REQUIRED TASK: Exclude images, then output the remaining data verbatim.

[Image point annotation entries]
--- --- ---

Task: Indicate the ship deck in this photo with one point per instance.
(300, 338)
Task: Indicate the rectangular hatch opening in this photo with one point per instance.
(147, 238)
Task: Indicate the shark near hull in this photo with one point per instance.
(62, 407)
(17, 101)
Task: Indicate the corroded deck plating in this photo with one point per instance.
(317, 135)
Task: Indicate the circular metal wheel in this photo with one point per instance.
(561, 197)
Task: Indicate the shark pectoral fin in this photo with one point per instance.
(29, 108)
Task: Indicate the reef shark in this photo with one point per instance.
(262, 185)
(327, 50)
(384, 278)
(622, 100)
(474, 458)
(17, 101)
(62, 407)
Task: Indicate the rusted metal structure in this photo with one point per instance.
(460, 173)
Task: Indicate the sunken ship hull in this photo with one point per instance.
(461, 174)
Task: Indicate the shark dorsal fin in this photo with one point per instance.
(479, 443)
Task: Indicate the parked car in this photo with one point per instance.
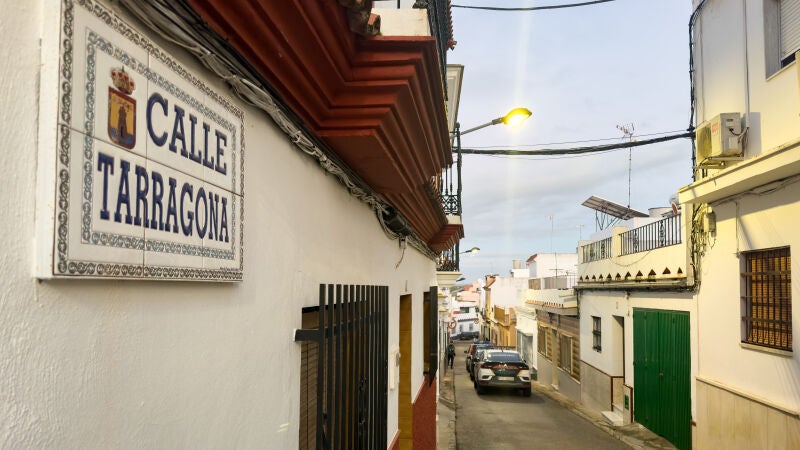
(467, 335)
(471, 351)
(475, 358)
(500, 368)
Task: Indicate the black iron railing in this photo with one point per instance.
(441, 29)
(350, 346)
(655, 235)
(448, 260)
(595, 251)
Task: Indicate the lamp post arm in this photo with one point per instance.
(487, 124)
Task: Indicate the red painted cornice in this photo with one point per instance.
(378, 102)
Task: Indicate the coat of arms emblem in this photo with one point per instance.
(122, 109)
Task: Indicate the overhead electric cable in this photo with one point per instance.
(583, 141)
(574, 151)
(531, 8)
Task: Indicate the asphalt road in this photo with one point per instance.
(507, 420)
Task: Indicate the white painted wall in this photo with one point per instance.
(527, 323)
(508, 291)
(141, 364)
(730, 74)
(749, 223)
(606, 304)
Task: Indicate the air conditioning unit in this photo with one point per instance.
(719, 137)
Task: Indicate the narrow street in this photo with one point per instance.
(507, 420)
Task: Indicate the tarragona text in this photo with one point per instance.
(161, 204)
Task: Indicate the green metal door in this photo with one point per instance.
(662, 374)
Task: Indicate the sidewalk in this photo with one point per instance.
(446, 412)
(634, 435)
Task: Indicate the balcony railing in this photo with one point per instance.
(655, 235)
(596, 251)
(441, 28)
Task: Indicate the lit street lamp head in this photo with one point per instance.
(516, 116)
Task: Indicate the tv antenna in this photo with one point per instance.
(627, 131)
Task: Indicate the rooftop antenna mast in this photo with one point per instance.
(627, 130)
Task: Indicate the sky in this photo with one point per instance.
(582, 71)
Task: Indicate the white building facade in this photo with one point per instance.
(744, 198)
(97, 362)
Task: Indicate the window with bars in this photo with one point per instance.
(566, 353)
(541, 341)
(767, 298)
(781, 33)
(596, 334)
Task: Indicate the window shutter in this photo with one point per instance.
(790, 27)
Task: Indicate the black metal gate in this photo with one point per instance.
(350, 343)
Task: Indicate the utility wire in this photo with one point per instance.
(583, 141)
(531, 8)
(574, 151)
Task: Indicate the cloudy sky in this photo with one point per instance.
(582, 71)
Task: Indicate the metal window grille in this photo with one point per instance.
(350, 344)
(767, 298)
(432, 309)
(566, 353)
(595, 251)
(541, 341)
(596, 334)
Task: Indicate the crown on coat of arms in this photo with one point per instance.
(122, 81)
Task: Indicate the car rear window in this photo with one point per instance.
(505, 357)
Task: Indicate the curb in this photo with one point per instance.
(646, 439)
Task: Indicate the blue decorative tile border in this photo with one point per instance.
(68, 266)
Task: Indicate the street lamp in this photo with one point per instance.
(514, 117)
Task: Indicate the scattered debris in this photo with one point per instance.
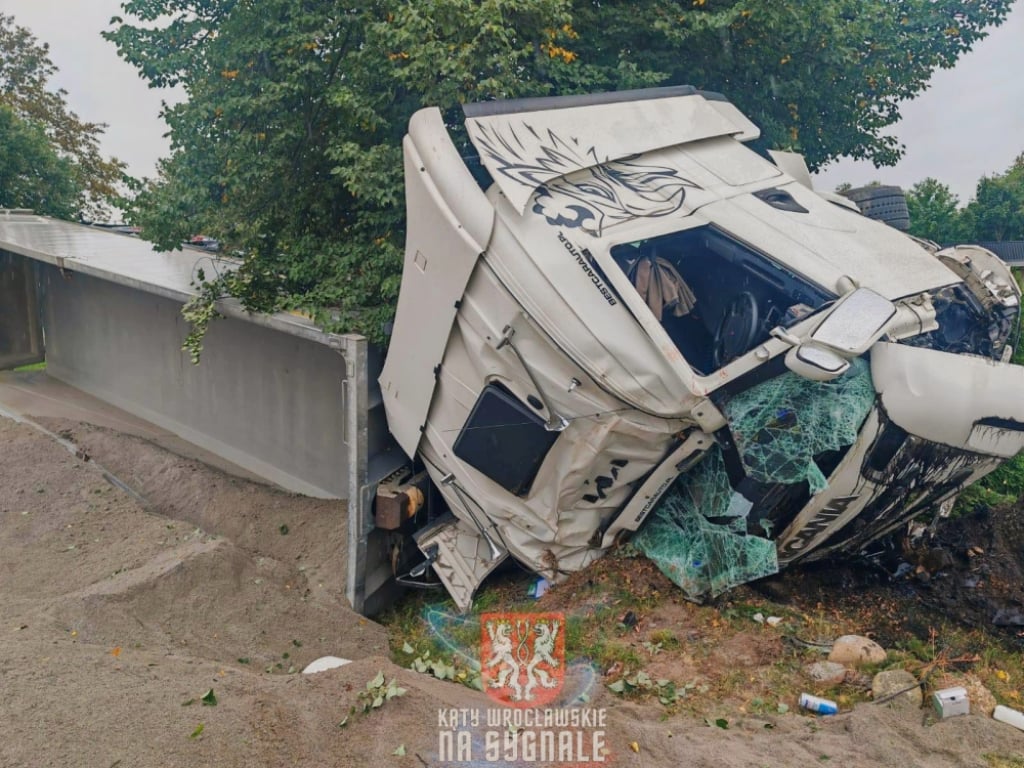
(829, 673)
(1010, 717)
(855, 650)
(539, 588)
(950, 702)
(898, 685)
(324, 664)
(818, 705)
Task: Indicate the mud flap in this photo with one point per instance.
(461, 558)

--- --- ---

FINISHED EXERCISE:
Task: Indicate the ship deck in this photo with one point per instance.
(300, 338)
Task: Indicate the rectangular hatch opening in this photo with one point per instance.
(147, 238)
Task: Indicate the shark near hull in this photo with one point per instance.
(62, 407)
(17, 101)
Task: Indicate the corroded deck plating in this photo with one point per instance.
(317, 135)
Task: Indicate the circular metal wheel in this photo with one point per instance.
(561, 197)
Task: Indicate the shark pectoral fin in this photo with one point per instance.
(29, 108)
Task: Indicate the reef shark in this photo with one point per instance.
(262, 185)
(327, 50)
(384, 278)
(622, 100)
(474, 458)
(17, 101)
(62, 407)
Task: Indicate the rusted metal structure in this photo with one point per instance.
(460, 173)
Task: Indicate the sunken ship hull in this photo with one point per instance.
(461, 174)
Task: Indicate the shark dorsal fin in this photo with one point per instance.
(479, 443)
Task: Indicate the parked car in this photo with one point per instance.
(467, 335)
(471, 351)
(475, 358)
(500, 368)
Task: Indicate the black iron railing in this photo with one point per instance.
(441, 29)
(350, 346)
(655, 235)
(448, 260)
(595, 251)
Task: Indicate the lamp post arm in this photo with one point per instance.
(487, 124)
Task: Indicate the red painted cornice in this photo with one point per instance.
(378, 102)
Task: Indicate the coat of arms emblem in this photo with one point per instance.
(122, 109)
Task: Indicate the overhead electric cable in this photo with one point per instance.
(583, 141)
(574, 151)
(531, 8)
Task: Indicate the asphalt road in this photo with one point per instance.
(507, 420)
Task: Indicate the white painted wall in this photo with one point per instance.
(527, 323)
(508, 291)
(141, 364)
(730, 74)
(749, 223)
(606, 304)
Task: Indicate the air conditioning unit in this photo with one point per instance.
(719, 137)
Task: Indicate the narrow street in this photo with one point per instance.
(507, 420)
Task: Indicate the tarragona text in this photo with one point per instance.
(161, 204)
Task: Indicate the green metal door in this photo with one point per instance.
(662, 374)
Task: Indicate the sidewalk in this photo with one point per instance.
(446, 412)
(634, 435)
Task: Indicate the balcony railing in this photo with one point per instance.
(655, 235)
(596, 251)
(441, 28)
Task: Indicate the lit street lamp head in this photo with one point per instance.
(516, 116)
Task: Indicate the tv antenna in this photo with one point per instance.
(627, 131)
Task: Indicate the rooftop antenna mast in this photo with one point per instance.
(627, 130)
Task: Indicate the sky in this photo with one point per instance.
(582, 71)
Task: Indicate the white building facade in this photo with one point per instance.
(744, 198)
(97, 362)
Task: Indicate the window with bars in this photo with one point per instance.
(566, 353)
(541, 341)
(767, 298)
(781, 33)
(596, 334)
Task: Indicate the window shutter in this photo with one point per instance.
(790, 27)
Task: Indicate the black metal gate in this photo with one point per instance.
(350, 343)
Task: Indicate the utility wire in this photo with one point per instance.
(583, 141)
(531, 8)
(574, 151)
Task: Indicate the cloudy sky in this photo with one point per instance.
(582, 71)
Task: Indicate the metal window grille in this photo with one point per instance.
(350, 344)
(767, 298)
(432, 309)
(566, 353)
(595, 251)
(541, 341)
(596, 334)
Task: Indicate the crown on coat of arms in this photo with one point per instance.
(122, 81)
Task: Indicate the car rear window in this photo with one point per instance.
(505, 357)
Task: Indicate the curb in this photo with one point per instance.
(646, 439)
Task: Indicate the blue decorative tile border in this photo with one point per instance.
(68, 266)
Task: Indicate the street lamp in this photo with one point per instance.
(514, 117)
Task: Indicate the scattered debris in this photo with one point per instance.
(829, 673)
(1010, 717)
(855, 650)
(539, 588)
(950, 702)
(898, 685)
(324, 664)
(818, 705)
Task: Indicate the mud flap in this photo with one point per instance.
(461, 558)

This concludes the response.